Problem to solve:
Nothing but the line with "Tag concrete sidewalk in this screenshot." and the lines after it, through the end of the records below, is to be repeated, exactly as it is.

Extracted entries:
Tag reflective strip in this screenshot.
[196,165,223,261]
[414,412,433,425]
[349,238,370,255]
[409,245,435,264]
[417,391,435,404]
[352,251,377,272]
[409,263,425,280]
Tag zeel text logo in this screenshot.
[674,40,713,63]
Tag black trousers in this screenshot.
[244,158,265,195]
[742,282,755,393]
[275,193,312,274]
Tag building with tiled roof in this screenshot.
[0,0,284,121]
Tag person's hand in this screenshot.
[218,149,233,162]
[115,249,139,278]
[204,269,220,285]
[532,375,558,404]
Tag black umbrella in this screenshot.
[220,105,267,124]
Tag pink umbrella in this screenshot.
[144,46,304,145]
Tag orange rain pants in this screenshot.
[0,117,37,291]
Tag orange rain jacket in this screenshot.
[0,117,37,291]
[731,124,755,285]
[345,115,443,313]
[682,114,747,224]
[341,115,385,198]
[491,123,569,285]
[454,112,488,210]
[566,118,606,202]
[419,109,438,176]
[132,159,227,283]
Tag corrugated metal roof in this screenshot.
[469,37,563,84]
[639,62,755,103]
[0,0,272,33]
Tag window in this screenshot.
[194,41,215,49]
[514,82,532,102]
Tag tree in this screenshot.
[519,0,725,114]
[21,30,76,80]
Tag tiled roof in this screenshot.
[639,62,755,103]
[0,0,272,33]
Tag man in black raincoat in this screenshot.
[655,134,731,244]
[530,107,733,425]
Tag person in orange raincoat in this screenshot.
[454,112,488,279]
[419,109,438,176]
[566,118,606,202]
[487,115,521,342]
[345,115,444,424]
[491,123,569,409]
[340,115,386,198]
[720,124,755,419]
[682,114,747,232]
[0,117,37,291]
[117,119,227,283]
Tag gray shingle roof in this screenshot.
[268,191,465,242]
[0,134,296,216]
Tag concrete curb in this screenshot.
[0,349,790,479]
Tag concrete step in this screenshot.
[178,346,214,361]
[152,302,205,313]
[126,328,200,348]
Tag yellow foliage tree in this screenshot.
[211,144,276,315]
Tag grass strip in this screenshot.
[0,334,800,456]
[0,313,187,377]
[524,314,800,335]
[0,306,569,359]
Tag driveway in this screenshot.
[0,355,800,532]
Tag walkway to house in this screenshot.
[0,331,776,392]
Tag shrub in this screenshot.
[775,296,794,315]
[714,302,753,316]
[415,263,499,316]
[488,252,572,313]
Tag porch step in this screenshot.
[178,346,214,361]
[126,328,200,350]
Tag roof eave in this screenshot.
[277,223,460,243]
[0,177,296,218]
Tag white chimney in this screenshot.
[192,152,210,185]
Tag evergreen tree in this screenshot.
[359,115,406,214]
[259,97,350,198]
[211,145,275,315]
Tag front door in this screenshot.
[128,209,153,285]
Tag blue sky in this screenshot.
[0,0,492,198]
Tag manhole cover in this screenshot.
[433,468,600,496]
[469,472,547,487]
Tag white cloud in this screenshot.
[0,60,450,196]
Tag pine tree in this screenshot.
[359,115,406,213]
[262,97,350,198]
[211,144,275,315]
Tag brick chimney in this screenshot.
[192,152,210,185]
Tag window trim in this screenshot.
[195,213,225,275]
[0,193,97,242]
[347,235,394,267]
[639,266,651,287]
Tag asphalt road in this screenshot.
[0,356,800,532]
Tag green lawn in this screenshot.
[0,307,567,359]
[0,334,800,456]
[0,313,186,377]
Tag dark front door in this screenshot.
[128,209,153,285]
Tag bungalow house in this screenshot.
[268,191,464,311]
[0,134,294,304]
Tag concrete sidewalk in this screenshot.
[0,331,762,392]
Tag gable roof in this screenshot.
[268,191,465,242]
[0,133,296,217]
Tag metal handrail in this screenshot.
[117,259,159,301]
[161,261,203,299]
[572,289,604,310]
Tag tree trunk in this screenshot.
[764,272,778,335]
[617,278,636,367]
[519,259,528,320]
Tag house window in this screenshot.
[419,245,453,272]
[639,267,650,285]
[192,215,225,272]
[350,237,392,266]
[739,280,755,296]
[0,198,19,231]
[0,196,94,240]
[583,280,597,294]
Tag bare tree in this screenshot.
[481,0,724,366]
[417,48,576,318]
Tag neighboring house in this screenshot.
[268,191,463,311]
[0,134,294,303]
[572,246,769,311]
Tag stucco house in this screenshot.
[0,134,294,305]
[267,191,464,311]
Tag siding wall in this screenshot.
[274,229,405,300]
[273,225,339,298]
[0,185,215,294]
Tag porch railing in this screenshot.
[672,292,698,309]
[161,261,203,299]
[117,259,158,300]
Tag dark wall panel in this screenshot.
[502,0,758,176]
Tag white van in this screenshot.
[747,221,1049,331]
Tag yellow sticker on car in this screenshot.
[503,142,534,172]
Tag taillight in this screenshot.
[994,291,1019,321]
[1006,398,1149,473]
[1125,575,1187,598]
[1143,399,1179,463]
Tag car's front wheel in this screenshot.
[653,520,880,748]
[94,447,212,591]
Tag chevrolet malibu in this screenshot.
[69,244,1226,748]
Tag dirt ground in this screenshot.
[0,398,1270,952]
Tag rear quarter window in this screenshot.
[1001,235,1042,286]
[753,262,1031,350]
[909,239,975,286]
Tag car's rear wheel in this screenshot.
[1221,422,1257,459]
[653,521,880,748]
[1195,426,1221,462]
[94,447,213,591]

Right answer:
Tag concrete sidewalk in this screenshot.
[0,331,762,392]
Tag gable roof in this screenshot.
[268,191,465,242]
[0,133,296,217]
Tag metal handrail in this screenshot.
[117,259,159,301]
[161,261,203,299]
[572,289,604,310]
Tag tree trunk in this screenshot.
[764,272,778,335]
[617,278,636,367]
[519,259,528,320]
Tag house window in this screenshot.
[419,245,453,272]
[639,267,650,285]
[192,215,225,272]
[350,237,392,266]
[739,280,755,296]
[0,198,19,231]
[0,196,94,240]
[583,280,597,294]
Tag bare tree in this screenshot.
[481,0,724,366]
[417,48,576,318]
Tag neighboring house in this screenshot.
[268,191,463,311]
[0,134,294,303]
[572,246,769,311]
Tag stucco house in this screenshot.
[0,134,294,305]
[267,191,464,311]
Tag siding wall in this screenshot.
[274,229,405,300]
[273,225,339,298]
[0,185,215,294]
Tag porch railing in this screenshot.
[672,292,698,309]
[161,261,203,299]
[117,259,158,300]
Tag dark wall panel in this screenshot.
[502,0,758,176]
Tag white van in this screenshot.
[747,221,1049,331]
Tag yellow sticker on car in this screenshot.
[503,142,534,172]
Tag taillight in this screenshot.
[994,291,1019,321]
[1006,398,1149,473]
[1125,575,1187,598]
[1143,399,1179,463]
Tag car's front wheel in this screenshot.
[653,520,880,748]
[94,447,212,591]
Tag chevrolet malibu in this screenshot.
[69,244,1226,748]
Tag dirt ground in this screenshot.
[0,398,1270,952]
Tag rear quarter window in this screenshot.
[1001,235,1042,286]
[753,262,1031,350]
[909,239,975,286]
Tag car's rear wheel in this screenshot.
[1221,422,1257,459]
[653,521,880,748]
[1195,426,1221,462]
[94,447,213,591]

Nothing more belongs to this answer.